- [The task]: Return all of the items below line for line and unchanged, but leave out the pictures.

[Saved data]
******

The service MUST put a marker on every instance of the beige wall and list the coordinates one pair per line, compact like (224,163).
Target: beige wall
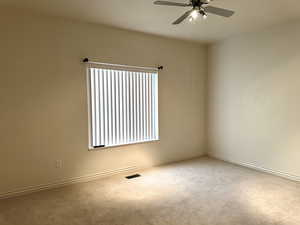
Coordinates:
(43,98)
(254,107)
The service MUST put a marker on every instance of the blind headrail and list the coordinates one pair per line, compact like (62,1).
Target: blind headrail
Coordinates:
(86,60)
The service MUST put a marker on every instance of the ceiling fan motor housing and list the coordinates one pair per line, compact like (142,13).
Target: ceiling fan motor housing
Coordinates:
(198,3)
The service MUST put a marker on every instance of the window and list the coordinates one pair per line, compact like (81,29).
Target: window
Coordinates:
(123,106)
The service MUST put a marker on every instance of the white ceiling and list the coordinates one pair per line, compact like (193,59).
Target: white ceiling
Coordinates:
(142,15)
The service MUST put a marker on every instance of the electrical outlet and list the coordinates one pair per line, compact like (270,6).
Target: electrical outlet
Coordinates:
(58,163)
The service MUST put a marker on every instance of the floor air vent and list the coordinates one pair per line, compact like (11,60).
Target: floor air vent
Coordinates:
(133,176)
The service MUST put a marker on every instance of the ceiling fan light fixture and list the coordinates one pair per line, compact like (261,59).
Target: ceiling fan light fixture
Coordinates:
(195,14)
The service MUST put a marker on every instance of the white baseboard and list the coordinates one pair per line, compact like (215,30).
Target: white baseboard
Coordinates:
(259,168)
(66,182)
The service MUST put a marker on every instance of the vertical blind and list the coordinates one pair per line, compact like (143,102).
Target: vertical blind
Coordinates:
(123,107)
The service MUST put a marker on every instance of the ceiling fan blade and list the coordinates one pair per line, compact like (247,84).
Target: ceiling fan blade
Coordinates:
(183,17)
(219,11)
(167,3)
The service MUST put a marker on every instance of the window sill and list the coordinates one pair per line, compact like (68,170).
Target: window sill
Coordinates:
(121,145)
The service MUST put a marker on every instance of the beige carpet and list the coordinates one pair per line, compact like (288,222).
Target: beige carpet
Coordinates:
(196,192)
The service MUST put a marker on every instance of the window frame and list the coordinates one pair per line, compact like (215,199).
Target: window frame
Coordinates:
(89,104)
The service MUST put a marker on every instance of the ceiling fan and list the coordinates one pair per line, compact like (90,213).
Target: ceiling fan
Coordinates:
(198,8)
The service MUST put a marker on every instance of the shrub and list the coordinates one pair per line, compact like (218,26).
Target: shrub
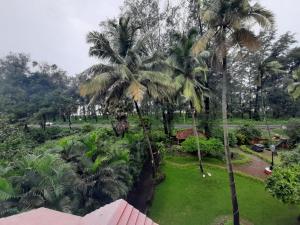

******

- [Task solution]:
The service MUST put a marker on every instance of the beige wall and list the coordinates one pair per line, compact like (224,163).
Target: beige wall
Coordinates:
(43,98)
(254,107)
The service MUST put a marker on every instance of the blind headrail and list the coordinates one pair per line, compact like (62,1).
Target: blind headrail
Coordinates:
(86,60)
The service MUST put a marker on every instance of the ceiling fan motor housing and list the coordinates one pair per line, compact like (142,13).
Target: ceiling fan motor housing
Coordinates:
(198,3)
The service MUST put a marker on every instance of the window and list the coordinates one pair per line, compact like (81,29).
Target: window
Coordinates:
(123,106)
The service MUST put a marker on every instance of the white ceiling and list the coordinates one pair per line, compact like (193,59).
Target: white ceiling
Coordinates:
(142,15)
The service MUST put a marker on every instance of the electrical outlet and list the coordinates one pair per line, compact like (270,6).
Target: electrical outlet
Coordinates:
(58,163)
The service MUST put a marker on every instance of the floor air vent and list the coordinates one pair per line, compact like (11,60).
Target: floor air vent
Coordinates:
(133,176)
The service MUST put a marker on every instance of the ceiling fan light fixture and list the coordinates one pair per line, compact like (261,59).
Target: ceiling fan light fixture
Coordinates:
(195,14)
The service MUST put a marker on every instance of the white baseboard and list the coordinates one pair per line, compact like (215,30).
Target: white baseboard
Coordinates:
(259,168)
(66,182)
The service MUST put a marker on every instance of the vertical blind and list the coordinates one pair per line, compact like (143,102).
Target: vertical blind
Coordinates:
(123,107)
The service MUST put a marker on every instance of the ceiling fan blade and list the coordinates one pair per line, compact like (247,84).
Target: ceiling fan blade
Coordinates:
(183,17)
(219,11)
(167,3)
The service MUST put a marker on every instance of the window sill and list the coordinates one pair per line, compact like (68,170).
Target: window sill
Coordinates:
(121,145)
The service MUST put a marker on every instance of the beige carpet and list the coordinates one pair per line, compact like (288,222).
Target: beige carpet
Coordinates:
(196,192)
The service MUST put a marker on every instance of the window frame and list the coordinates one pair per line, compact like (215,199).
Target: window frame
Coordinates:
(89,104)
The service MUST put a marker on every instance of the ceiling fan and list the coordinates one pair per line, compact like (90,213).
Target: ceiling fan
Coordinates:
(198,8)
The service MUST put a marker on every instance of the shrub and list the coordinates one pair per line, compact like (218,26).
Target: shrub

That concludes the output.